> **INSTRUCTIONS TO FOLLOW**:
An identical copy of every entry below is the required output.

[Data records]
==*==

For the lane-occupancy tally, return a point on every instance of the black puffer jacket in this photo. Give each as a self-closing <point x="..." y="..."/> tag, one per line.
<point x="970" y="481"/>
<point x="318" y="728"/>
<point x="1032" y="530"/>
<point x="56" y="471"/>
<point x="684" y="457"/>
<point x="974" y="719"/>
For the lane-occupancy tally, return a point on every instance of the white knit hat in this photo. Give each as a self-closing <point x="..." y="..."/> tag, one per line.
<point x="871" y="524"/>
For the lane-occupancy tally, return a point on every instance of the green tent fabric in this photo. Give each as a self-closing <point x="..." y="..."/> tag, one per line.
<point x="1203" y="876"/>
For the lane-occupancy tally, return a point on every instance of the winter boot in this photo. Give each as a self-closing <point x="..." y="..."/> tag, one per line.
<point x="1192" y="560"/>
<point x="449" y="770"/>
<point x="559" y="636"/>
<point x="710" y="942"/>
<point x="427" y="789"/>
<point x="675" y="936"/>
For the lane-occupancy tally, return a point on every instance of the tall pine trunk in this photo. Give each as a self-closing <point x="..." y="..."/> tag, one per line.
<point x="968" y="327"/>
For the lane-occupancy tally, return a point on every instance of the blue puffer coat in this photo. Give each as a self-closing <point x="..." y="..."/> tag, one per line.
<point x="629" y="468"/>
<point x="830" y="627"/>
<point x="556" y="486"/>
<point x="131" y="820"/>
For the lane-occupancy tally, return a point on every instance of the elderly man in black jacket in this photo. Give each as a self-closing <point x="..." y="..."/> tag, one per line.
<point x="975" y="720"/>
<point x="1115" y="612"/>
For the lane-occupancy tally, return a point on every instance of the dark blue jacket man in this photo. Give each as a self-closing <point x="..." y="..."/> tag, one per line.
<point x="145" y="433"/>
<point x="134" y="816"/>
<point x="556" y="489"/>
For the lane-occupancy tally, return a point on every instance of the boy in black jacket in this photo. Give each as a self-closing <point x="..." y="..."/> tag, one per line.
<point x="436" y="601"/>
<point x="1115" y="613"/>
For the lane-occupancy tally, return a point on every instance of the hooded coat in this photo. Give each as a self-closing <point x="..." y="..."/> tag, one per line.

==*==

> **RESULT OF THIS EXERCISE**:
For the lane-occupancy tally, return a point on every instance of the black puffer jacket in this photo. Give each as a self-closing <point x="..." y="..."/> tag, one per line.
<point x="970" y="481"/>
<point x="318" y="728"/>
<point x="1032" y="530"/>
<point x="56" y="471"/>
<point x="684" y="457"/>
<point x="974" y="719"/>
For the lane-occupancy tally, return a point on every instance of the white knit hat in this photo. Give each as a self-closing <point x="..." y="..."/> tag, one per line.
<point x="871" y="524"/>
For the lane-occupancy tally, return a point on every instance of the green tent fabric in this photo. Give each as a self-closing <point x="..." y="..."/> tag, one per line.
<point x="1203" y="876"/>
For the lane-occupancy tally, return a point on every instance of the winter boot in this photo. Give each as a self-closing <point x="..." y="..."/> tag, one per line.
<point x="1192" y="560"/>
<point x="449" y="770"/>
<point x="559" y="636"/>
<point x="710" y="942"/>
<point x="427" y="789"/>
<point x="675" y="936"/>
For the lane-occupancy tally, return a point on every instance of the tall pine trunk in this photo. Give each as a self-closing <point x="..." y="..."/> tag, one per line.
<point x="968" y="327"/>
For the lane-occupancy tally, return a point on every instance of the blue puffer coat in this photo. Give each as a self-closing <point x="..." y="..."/> tag, one per line.
<point x="629" y="468"/>
<point x="830" y="627"/>
<point x="556" y="486"/>
<point x="131" y="820"/>
For the lane-occupancy tally, return a point on every instance of the elderly man in black jacket in this photo. Give each as a self-closing <point x="..." y="..."/> tag, one per line.
<point x="975" y="720"/>
<point x="1115" y="612"/>
For the lane-occupancy tally, return a point on every instance of the dark blue jacket man in this photo. Give each as a self-closing <point x="..." y="..."/> tag, one per line.
<point x="145" y="433"/>
<point x="134" y="816"/>
<point x="556" y="489"/>
For the lane-occupancy tally, return a point on every instance of the boy in black jacket in this photo. Give each as a self-closing <point x="..." y="..."/> tag, one per line.
<point x="436" y="601"/>
<point x="1115" y="613"/>
For the lane-occupancy tally, return a point on every instance of the hooded coat in this photo. Give each as a self-closing <point x="..." y="..."/> tag, one per line.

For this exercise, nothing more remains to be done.